Records drawn from a dataset
------------------------------------

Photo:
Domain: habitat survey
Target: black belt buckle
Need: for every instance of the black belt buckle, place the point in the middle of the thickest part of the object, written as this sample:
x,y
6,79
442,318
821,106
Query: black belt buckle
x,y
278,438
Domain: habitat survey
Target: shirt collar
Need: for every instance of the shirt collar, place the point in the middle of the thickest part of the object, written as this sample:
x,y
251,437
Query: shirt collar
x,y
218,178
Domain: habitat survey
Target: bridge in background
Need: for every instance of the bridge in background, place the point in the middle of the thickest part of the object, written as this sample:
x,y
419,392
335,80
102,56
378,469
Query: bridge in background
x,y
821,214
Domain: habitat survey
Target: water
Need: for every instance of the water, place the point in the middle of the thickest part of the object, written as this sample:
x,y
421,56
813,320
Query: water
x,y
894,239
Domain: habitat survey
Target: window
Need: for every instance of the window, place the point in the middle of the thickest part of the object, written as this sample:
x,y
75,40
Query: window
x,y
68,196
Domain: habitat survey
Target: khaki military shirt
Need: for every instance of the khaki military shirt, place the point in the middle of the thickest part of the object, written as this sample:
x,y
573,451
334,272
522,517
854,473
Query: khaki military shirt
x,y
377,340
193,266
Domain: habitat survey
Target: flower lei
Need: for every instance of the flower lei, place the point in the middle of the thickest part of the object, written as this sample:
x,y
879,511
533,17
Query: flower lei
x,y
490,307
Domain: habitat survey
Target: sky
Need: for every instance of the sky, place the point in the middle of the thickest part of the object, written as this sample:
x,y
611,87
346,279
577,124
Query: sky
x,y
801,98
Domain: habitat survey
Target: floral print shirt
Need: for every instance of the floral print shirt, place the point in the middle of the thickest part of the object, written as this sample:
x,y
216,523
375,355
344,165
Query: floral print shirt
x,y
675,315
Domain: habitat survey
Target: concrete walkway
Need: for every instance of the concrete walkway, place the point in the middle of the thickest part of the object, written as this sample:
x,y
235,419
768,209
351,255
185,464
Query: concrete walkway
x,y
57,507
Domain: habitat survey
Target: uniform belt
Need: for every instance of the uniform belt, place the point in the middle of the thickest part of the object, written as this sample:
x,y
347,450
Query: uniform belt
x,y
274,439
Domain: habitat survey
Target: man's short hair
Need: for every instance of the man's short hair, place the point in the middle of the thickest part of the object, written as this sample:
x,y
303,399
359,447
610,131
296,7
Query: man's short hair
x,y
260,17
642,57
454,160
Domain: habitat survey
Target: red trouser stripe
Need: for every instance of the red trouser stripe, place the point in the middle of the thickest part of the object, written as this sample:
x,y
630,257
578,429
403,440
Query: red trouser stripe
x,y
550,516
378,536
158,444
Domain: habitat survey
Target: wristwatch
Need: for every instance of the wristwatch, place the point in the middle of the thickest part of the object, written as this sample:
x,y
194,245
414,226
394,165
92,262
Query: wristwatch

------------------------------------

Work instructions
Print the records above again, every one, exactly as written.

Exercise answer
Photo:
Domain: habitat survey
Target: black belt buckle
Need: for every instance of the black belt buckle, place the point in the middle of the thickest part of the object, written as this sample:
x,y
6,79
442,318
821,106
Query: black belt buckle
x,y
278,438
Domain: habitat survey
Target: shirt collar
Need: for every instance of the shirt collar, place the point in the middle of the thickest part of the object, written as this sample:
x,y
251,437
Query: shirt collar
x,y
218,178
Domain: habitat survey
Target: bridge in background
Need: for every instance of the bridge in background, place the point in the middle of the thickest part of the object, written as this sample:
x,y
419,392
335,80
102,56
378,469
Query: bridge in background
x,y
821,214
Domain: habitat survey
Target: water
Need: for every instance of the water, place the point in the middle of the thickest part of the object, written as this sample:
x,y
421,56
813,320
Query: water
x,y
894,239
Domain: habitat survey
Target: window
Need: for every instance of the window, place the point in the middle of the thickest part of the object, written as this sample:
x,y
75,40
Query: window
x,y
68,196
Domain: habitat survey
Target: khaki military shirt
Need: for every instance of the khaki military shirt, place the point in the middle of the thickest part of the object, written as this sample:
x,y
573,451
334,272
522,517
854,473
Query: khaki military shirt
x,y
377,340
193,266
Domain: habitat survey
Target: flower lei
Need: for every instance of the flower lei, place the point in the middle of the thickest part of the object, written as this sample:
x,y
879,511
533,17
Query: flower lei
x,y
490,307
Domain: habitat survey
Target: sky
Need: for every instance of the sky, place the point in the middle of the thickest part of the object, written as this sample:
x,y
611,87
346,279
577,124
Query: sky
x,y
801,98
Domain: habitat survey
Target: floral print shirt
Need: for every instance of the floral print shirt, place the point in the middle of the thickest part of the object, written as this sample:
x,y
216,523
375,355
344,165
Query: floral print shirt
x,y
675,315
Domain: habitat survey
Target: concrete walkway
Need: for every instance of the concrete walkway, place the point in the middle of the thickest part of the object, written as this sample:
x,y
235,419
768,209
351,255
185,464
Query: concrete walkway
x,y
57,507
Domain: habitat survey
Target: uniform belt
Need: for every instance of the uniform belt, place the point in the middle of the thickest part of the object, written as this sample:
x,y
347,450
Query: uniform belt
x,y
274,439
Domain: habitat survey
Target: man's short hair
Need: for every instance of the man's short hair, place the point in the middle of the thickest part of the object, written as this sample:
x,y
303,399
359,447
610,131
296,7
Query: man's short hair
x,y
260,17
642,57
454,160
Domain: habitat survey
Target: red trouser stripe
Need: for every instance of the red trouser stripe, place the point in the middle of the thickest part of the object, written as this sample:
x,y
630,257
578,429
403,440
Query: red trouser stripe
x,y
550,516
378,536
158,444
Domain: habitat survey
Target: wristwatch
Need: for every instance of the wristwatch, place the point in the middle of the thickest part of the object, written as this sample:
x,y
194,245
414,226
394,165
92,262
Query: wristwatch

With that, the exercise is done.